EXERCISE DETAILS:
Rewrite every line of the material below, from the line that has "Camera-trap tally: mark every instance of the man" through the end, offsetting each coordinate in the answers by -5. Leave all other numbers unchanged.

Records from a dataset:
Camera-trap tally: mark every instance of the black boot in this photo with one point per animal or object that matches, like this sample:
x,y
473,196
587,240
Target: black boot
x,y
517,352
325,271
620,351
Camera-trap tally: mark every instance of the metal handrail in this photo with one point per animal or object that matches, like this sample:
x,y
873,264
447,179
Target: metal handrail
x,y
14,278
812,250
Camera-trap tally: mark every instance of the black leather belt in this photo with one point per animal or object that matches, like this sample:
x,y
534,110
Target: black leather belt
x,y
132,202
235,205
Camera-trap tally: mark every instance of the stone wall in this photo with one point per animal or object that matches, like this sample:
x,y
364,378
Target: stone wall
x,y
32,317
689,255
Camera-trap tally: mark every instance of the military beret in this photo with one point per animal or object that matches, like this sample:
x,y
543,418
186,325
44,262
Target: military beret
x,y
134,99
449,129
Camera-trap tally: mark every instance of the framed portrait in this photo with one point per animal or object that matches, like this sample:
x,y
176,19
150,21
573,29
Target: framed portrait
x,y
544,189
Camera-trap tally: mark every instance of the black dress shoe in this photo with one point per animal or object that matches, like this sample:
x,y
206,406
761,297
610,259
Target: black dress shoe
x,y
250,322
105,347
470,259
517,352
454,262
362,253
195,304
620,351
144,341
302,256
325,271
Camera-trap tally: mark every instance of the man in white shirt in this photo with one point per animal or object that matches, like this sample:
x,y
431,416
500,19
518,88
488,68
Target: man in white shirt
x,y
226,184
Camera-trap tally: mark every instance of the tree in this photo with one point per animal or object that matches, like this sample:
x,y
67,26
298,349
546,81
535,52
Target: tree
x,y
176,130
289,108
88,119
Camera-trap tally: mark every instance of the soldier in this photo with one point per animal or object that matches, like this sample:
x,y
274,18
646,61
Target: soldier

COMPLETE RESPONSE:
Camera-trap tally: mark every instance of the man in white shirt in this photo with one point per animal or object that matches, like this sample:
x,y
431,416
500,19
518,88
488,68
Target: man in white shirt
x,y
221,179
Camera-trap tally: mark every instance of the tree in this photo with one point per animal or object that matches, like this sample:
x,y
67,26
298,349
546,81
535,52
Target: tree
x,y
171,125
284,103
83,114
Camera-trap tally: mark every instance of the soldier in this photo with one point per animal or object that matches, like this sample:
x,y
274,18
646,61
Target: soldier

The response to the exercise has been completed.